» Excerpt to read:
* * * * *

South Beach Diet Phase 1 - Weight Loss, With Fun Too!

By Chris Fowler

The South Beach diet gained popularity in the early 2000s. You've probably heard of it, but you probably also have some misconceptions about the way the diet works. Most people think of it as a low-carb diet (like The Atkins Diet), but this plan isn't about eating less carbs, or less fat - it's about eating the right ones.

The South Beach Diet wasn't originally designed to help people to lose weight. It was put together by a cardiologist to promote healthy eating, especially the kind that would be good for the heart. That's where good fats and bad fats, and good carbs and bad carbs, come into the picture. You've probably heard of "trans fats" and "saturated fats". Well, those are the kind that not only contribute to cholesterol and the risk of heart disease, but are also very hard to lose once you've consumed. Unsurprisingly, The South Beach diet eliminates these in Phase One - that means no fatty cuts of red meat. Bad carbohydrates create a rapid increase in blood sugar, making you hungry again quickly. These - like pastry and most bread - have to go too.

The Diet is structured in decreasingly strict phases. Phase One eliminates all refined carbohydrates, like bread, and sugar. Alcohol, and even fruit, have to go too. This phase allows rapid weight loss, but also diminishes the hunger cycle, so you'll feel full for longer. Phase Two reintroduces some wholegrain carbohydrates, and generally allows more variety than the first phase. It can last as long as you choose. Phase Three is not a diet plan, but a lifestyle. You can make your own good food decisions according to the guidelines you've learnt, and thereby maintain your ideal weight.

The South Beach Diet has many benefits, not least what it can do for your health. While many diets have harmful long-term effects on your general well-being, and especially you metabolism, The South Beach Diet does only good things for your cholesterol levels, your heart, and your risk of diabetes. Because it's not a crash diet, it increases your metabolic rate.

More good news about The South Beach Diet is that it allows for a wider choice of foods than most other diets. While the first phase is strict and prescriptive, adherents of the plan are left to make their own food choices after this point, using the lists provided only as guidelines. Snacking is allowed, and eating dessert after dinner is allowed.

The South Beach Diet might have a lot in common with many of the "fad diets" that continue to spring up and take hold of gullible people desperate to lose weight, but those who've tried it say that it's something very different. It may look like a fad diet, but this one is here to stay.

* * * * *

» Data shown:
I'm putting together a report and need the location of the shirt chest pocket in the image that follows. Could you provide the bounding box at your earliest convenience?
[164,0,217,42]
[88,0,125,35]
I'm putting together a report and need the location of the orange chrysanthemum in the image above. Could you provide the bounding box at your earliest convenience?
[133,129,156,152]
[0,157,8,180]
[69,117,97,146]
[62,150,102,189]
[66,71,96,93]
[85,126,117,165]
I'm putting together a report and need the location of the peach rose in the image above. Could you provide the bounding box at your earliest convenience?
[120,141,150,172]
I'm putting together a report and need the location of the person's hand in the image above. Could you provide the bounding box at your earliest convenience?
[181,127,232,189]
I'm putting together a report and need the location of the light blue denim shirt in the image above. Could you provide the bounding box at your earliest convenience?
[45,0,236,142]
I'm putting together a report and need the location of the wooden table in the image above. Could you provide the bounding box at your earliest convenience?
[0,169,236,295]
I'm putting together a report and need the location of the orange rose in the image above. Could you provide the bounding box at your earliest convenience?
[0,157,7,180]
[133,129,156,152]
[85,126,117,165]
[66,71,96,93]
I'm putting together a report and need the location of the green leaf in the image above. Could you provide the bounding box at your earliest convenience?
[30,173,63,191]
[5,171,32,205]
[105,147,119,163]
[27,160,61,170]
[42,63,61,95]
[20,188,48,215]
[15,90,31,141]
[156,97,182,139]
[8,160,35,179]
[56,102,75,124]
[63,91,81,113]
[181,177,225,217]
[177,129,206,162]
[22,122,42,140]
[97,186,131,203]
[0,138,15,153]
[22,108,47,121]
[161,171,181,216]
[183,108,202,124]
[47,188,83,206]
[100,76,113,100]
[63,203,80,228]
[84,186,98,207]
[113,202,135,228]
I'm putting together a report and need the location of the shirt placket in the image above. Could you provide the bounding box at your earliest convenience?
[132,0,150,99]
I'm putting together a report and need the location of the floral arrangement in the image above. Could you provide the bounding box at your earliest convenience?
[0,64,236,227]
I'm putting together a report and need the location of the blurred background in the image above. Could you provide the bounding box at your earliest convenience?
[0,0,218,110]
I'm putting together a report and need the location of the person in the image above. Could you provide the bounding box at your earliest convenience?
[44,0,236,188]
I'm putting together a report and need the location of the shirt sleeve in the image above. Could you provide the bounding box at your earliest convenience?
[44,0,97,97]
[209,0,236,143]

* * * * *

» What to work on:
Answer from the South Beach Diet article:
(a) Who put the diet together?
(b) What does Phase Two bring back into the diet?
(c) Which two eating habits does the article say are allowed?
None of the items is needed here.

» Expected answer:
(a) A cardiologist.
(b) Some wholegrain carbohydrates.
(c) Snacking and eating dessert after dinner.